Activity: In the listing below, locate the line containing "cliff face and report the position of each." and copy it and every line after it through the end, exactly as written, leaving out any pictures.
##### Data to use #####
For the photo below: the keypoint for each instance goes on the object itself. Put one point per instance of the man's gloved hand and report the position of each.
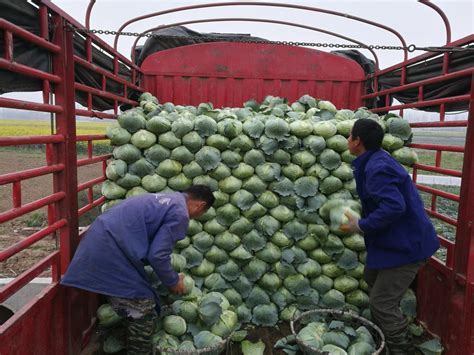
(352, 226)
(179, 287)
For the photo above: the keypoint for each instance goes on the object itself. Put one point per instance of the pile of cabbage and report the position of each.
(283, 183)
(337, 338)
(190, 322)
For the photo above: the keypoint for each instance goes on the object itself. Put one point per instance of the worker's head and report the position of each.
(198, 200)
(366, 134)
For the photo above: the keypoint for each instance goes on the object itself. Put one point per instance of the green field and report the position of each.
(449, 160)
(23, 128)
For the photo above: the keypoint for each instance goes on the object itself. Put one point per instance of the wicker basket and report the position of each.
(217, 349)
(328, 315)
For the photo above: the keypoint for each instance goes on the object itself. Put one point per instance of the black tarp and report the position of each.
(184, 36)
(430, 69)
(25, 15)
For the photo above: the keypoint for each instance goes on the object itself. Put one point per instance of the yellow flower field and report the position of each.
(16, 128)
(21, 128)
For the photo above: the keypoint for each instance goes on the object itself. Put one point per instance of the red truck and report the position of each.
(80, 67)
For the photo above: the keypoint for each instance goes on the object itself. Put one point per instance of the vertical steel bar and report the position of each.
(66, 180)
(43, 17)
(89, 149)
(8, 45)
(16, 190)
(464, 247)
(66, 152)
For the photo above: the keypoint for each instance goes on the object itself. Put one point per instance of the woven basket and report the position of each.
(328, 315)
(217, 349)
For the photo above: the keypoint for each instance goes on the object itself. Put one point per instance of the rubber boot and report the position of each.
(400, 344)
(139, 336)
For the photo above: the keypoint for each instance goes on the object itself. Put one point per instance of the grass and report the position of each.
(446, 207)
(22, 128)
(449, 160)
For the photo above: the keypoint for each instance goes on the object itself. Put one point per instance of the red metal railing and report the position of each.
(447, 285)
(73, 312)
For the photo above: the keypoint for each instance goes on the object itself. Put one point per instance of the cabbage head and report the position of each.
(206, 339)
(174, 325)
(143, 139)
(405, 156)
(265, 314)
(107, 316)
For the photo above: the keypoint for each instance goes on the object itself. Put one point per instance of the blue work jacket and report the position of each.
(396, 228)
(141, 230)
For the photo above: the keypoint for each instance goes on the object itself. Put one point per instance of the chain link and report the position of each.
(410, 48)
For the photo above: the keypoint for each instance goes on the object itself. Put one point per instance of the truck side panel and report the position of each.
(228, 74)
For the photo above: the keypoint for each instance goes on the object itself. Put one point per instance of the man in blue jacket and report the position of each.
(399, 236)
(111, 257)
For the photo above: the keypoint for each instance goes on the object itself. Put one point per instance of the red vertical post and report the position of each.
(8, 45)
(464, 248)
(66, 180)
(66, 152)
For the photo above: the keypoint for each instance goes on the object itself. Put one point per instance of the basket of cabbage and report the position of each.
(203, 326)
(336, 332)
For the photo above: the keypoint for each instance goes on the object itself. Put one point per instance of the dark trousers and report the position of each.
(140, 315)
(386, 288)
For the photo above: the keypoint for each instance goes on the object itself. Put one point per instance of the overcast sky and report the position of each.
(417, 23)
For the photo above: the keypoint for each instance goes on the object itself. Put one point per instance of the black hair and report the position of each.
(369, 132)
(201, 193)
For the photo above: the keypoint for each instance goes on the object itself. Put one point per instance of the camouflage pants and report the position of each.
(140, 314)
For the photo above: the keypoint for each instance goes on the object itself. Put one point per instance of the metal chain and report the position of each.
(410, 48)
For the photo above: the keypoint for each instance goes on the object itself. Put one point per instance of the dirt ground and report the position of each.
(14, 231)
(269, 335)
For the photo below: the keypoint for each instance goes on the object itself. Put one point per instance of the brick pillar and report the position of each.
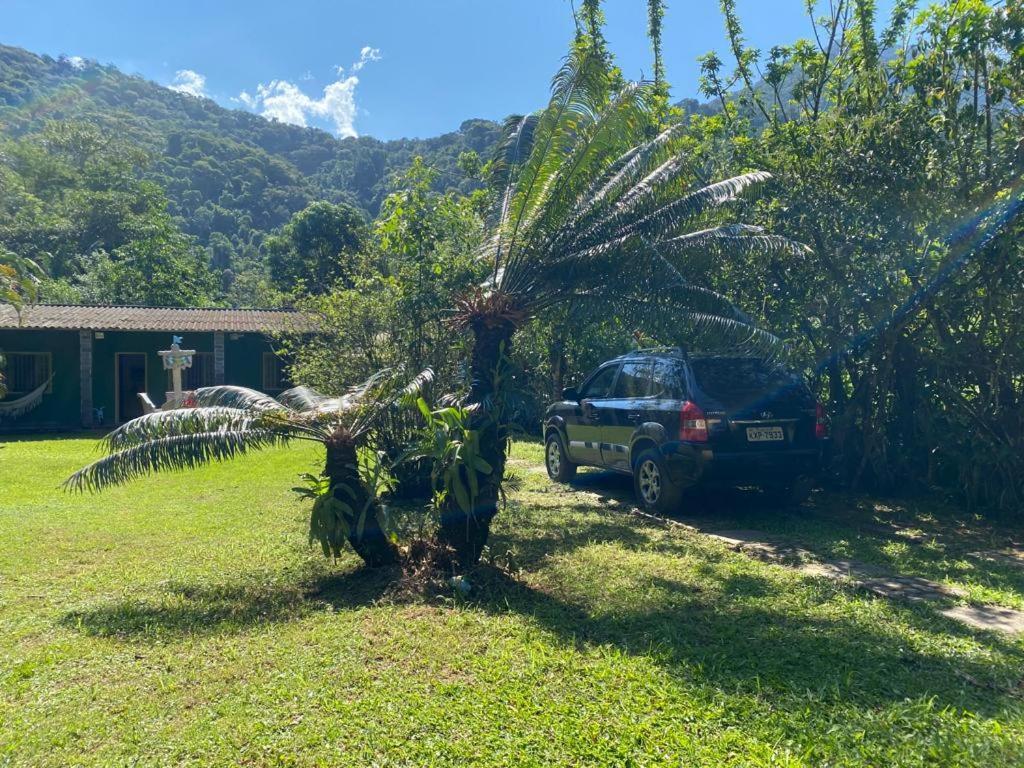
(85, 376)
(218, 357)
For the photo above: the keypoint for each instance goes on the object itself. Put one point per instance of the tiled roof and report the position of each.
(73, 317)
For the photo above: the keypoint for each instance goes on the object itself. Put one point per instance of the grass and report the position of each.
(182, 620)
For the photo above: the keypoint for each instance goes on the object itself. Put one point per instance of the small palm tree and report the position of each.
(18, 279)
(592, 208)
(228, 421)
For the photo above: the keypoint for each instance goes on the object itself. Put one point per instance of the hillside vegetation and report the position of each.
(85, 147)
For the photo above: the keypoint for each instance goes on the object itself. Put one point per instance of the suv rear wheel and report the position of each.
(560, 469)
(654, 489)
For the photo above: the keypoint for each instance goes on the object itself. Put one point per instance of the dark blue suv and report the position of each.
(675, 421)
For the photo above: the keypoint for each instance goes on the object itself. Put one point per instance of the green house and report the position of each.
(84, 367)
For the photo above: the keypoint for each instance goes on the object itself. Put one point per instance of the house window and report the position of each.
(26, 371)
(274, 374)
(197, 377)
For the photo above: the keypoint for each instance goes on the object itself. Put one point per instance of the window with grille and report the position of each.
(27, 371)
(200, 375)
(274, 373)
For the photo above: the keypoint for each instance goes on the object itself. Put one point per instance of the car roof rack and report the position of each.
(675, 351)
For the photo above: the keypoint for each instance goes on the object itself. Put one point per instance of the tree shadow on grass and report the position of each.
(933, 540)
(731, 640)
(189, 609)
(714, 626)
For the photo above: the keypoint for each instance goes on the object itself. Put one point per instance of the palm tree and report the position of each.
(229, 421)
(593, 208)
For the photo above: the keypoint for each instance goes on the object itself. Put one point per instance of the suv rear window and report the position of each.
(734, 381)
(599, 384)
(633, 381)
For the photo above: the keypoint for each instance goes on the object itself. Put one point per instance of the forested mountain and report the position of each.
(223, 171)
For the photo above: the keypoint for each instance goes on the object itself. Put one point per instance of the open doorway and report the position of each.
(130, 381)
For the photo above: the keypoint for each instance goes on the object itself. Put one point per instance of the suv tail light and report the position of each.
(692, 425)
(820, 422)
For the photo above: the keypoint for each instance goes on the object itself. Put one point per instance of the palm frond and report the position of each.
(735, 239)
(232, 396)
(170, 453)
(180, 421)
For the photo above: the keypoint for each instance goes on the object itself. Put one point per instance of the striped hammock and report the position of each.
(14, 409)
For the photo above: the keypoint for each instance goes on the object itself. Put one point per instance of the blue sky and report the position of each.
(411, 68)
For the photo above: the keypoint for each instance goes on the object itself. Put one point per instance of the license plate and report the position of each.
(764, 434)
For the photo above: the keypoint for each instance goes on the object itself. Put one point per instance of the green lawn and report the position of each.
(182, 620)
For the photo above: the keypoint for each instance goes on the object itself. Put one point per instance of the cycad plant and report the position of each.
(229, 421)
(595, 208)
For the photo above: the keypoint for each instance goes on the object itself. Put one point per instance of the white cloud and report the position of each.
(187, 81)
(287, 102)
(367, 55)
(246, 98)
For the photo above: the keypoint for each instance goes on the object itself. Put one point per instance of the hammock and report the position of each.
(14, 409)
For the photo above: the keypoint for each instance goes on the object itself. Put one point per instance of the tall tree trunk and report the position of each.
(371, 543)
(467, 534)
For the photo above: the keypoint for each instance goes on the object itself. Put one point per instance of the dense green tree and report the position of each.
(317, 247)
(898, 161)
(589, 208)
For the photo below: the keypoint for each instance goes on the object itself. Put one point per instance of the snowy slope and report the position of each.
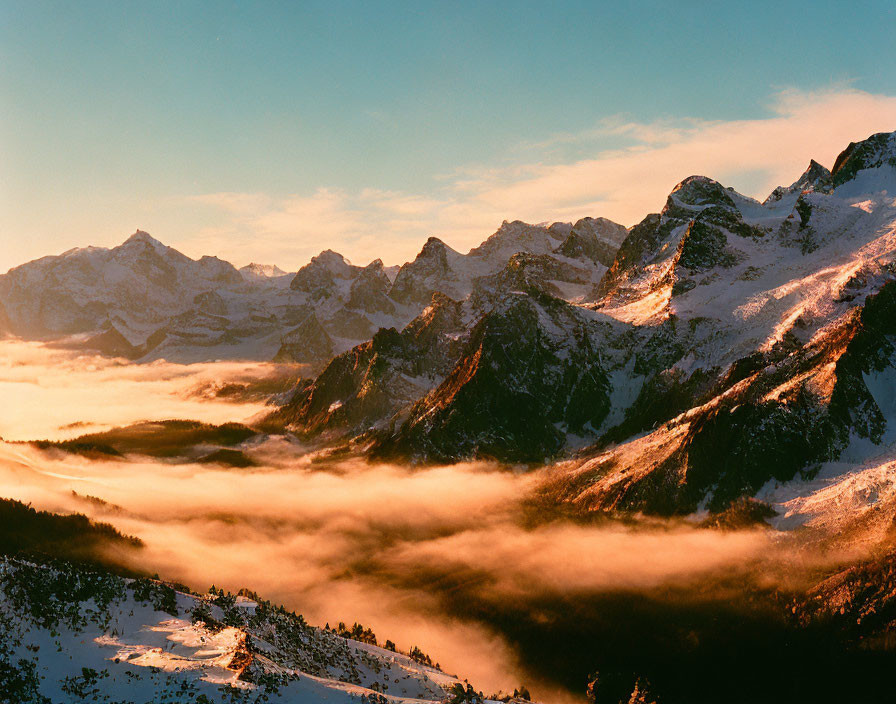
(71, 631)
(145, 301)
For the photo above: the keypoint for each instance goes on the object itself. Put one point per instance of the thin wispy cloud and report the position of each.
(623, 183)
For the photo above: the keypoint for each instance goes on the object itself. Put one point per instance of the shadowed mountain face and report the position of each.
(145, 301)
(729, 343)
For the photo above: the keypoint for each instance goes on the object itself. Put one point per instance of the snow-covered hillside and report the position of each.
(145, 301)
(71, 632)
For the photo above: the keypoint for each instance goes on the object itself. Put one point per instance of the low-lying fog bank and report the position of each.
(57, 394)
(454, 559)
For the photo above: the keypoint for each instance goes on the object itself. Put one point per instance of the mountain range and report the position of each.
(687, 361)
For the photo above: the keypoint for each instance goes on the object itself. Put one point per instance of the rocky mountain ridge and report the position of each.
(145, 301)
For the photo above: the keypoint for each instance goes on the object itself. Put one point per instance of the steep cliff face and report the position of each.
(369, 383)
(528, 376)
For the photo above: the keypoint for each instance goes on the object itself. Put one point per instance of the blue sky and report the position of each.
(267, 131)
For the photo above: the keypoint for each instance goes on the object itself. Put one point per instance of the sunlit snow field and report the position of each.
(451, 559)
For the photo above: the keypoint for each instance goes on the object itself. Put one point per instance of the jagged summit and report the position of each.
(140, 237)
(879, 150)
(815, 177)
(698, 191)
(254, 270)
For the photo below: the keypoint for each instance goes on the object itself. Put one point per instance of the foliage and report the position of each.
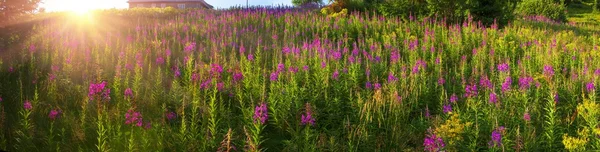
(304, 2)
(546, 8)
(10, 10)
(287, 79)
#####
Task answer:
For the photo above: the keypoint for each instance goes on the object itself. Put one point per instance of the steep cliff face and report the position of each.
(369, 383)
(528, 376)
For the photo above: the keypoint for each instance goes on the object itself. Put one point per instance of the blue sky and report the position of each.
(267, 131)
For the photo above: the keypoint for each instance goes on the object itself. Put one point per instance of the sunlit snow field and report the position of each.
(451, 559)
For the photo above: the keypoint for each instance goes on the object itself. Put one point per instance of the jagged summit and report the position of each.
(140, 237)
(879, 150)
(815, 177)
(698, 191)
(254, 270)
For the photo below: the keypoint for each instance goes on the object itself. Put one point per instance of the foliage and report the position of each.
(304, 2)
(546, 8)
(10, 10)
(287, 79)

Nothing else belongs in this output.